→ Exercise instructions
**1.** Answer these about the Man v Horse race text:
(a) What color was the writer wearing at the race start?
(b) How many students does the school have?
(c) What did the women working in the kitchen wear?
**2.** Pick up the Man v Horse race text where it stops and keep writing.

==== Reading text ====

The Great PukeokaHu Man v Horse

This was simply the most amazing event I’ve ever had the privilege of entering. Will I give it another try? Absolutely!!!

20150418_102534

I’m still not really sure how to describe this race; but there were some clear themes that came through before, including and after.

Community

The event was to raise money for the Pukeokah Hall and School. Talk about a huge and unique way of raising funds! They don’t do things by halves in Pukeokahu. They have a tiny school of just 11 students. This is a remote part of New Zealand and without this little school children would have to travel great distances twice a day. The community is right behind the school and the hall and it showed loud and clear. There were pre and post-race dinners. The kitchen was full of women cooking, dishing up food and cleaning up – all in the highland uniform of gum boots, jeans and bush tops. I doubt that anyone in the district was at home, they were all there helping and putting in their bit for the big event. Outside men, women and young people were buzzing around working hard to ensure that the event was successful. They all looked happy!

20150418_094946

11144085_881173655254086_1798108611964560653_n

There we are at race start, at the back in orange (this photo is stolen from facebook)

==== Record excerpts ====

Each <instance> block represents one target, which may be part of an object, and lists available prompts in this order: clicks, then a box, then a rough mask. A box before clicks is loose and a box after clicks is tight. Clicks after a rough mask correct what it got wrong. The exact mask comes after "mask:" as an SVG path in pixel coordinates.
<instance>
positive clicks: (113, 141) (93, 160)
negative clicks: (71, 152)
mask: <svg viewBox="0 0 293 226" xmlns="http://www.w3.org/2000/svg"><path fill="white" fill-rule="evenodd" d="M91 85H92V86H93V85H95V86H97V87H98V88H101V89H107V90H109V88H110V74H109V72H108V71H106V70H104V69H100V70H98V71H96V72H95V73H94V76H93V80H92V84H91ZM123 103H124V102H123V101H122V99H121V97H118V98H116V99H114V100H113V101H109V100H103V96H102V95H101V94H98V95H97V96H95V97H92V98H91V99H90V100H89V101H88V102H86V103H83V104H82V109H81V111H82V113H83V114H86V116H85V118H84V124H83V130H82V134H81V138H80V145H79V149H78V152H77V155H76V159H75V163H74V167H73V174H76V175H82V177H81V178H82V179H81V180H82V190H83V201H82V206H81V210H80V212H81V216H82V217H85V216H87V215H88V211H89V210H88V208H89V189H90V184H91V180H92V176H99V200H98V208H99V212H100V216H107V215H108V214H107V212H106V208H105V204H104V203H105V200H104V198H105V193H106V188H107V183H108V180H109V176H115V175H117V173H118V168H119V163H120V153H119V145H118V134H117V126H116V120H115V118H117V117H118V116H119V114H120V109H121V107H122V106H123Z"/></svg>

====

→ Written responses
**1.**
(a) Orange.
(b) 11.
(c) Gum boots, jeans and bush tops.

**2.**
The organisers and their huge team of volunteers marked the course with fence pegs, pink arrows and red dots for the gates to go through (it took a whole day; markers were every 100m – that’s a lot of marking!). I have been on many courses but never have I seen a course so well marked AND this was a 40km course in remote mountainous, hilly terrain. Once on the course I wasn’t worried about getting lost at all.

Terrain

It has snowed the week before and the course had been partially covered. This melted. Then it full-on poured the night before. I heard it at about 4am. My heart sank. But the rain cleared by 10am which was great, but this meant the course was sodden, slippery and muddy.

17411_881173661920752_9129395040025620427_n

The horses started 15 minutes after the runners. It took over 30 minutes for them to start passing me.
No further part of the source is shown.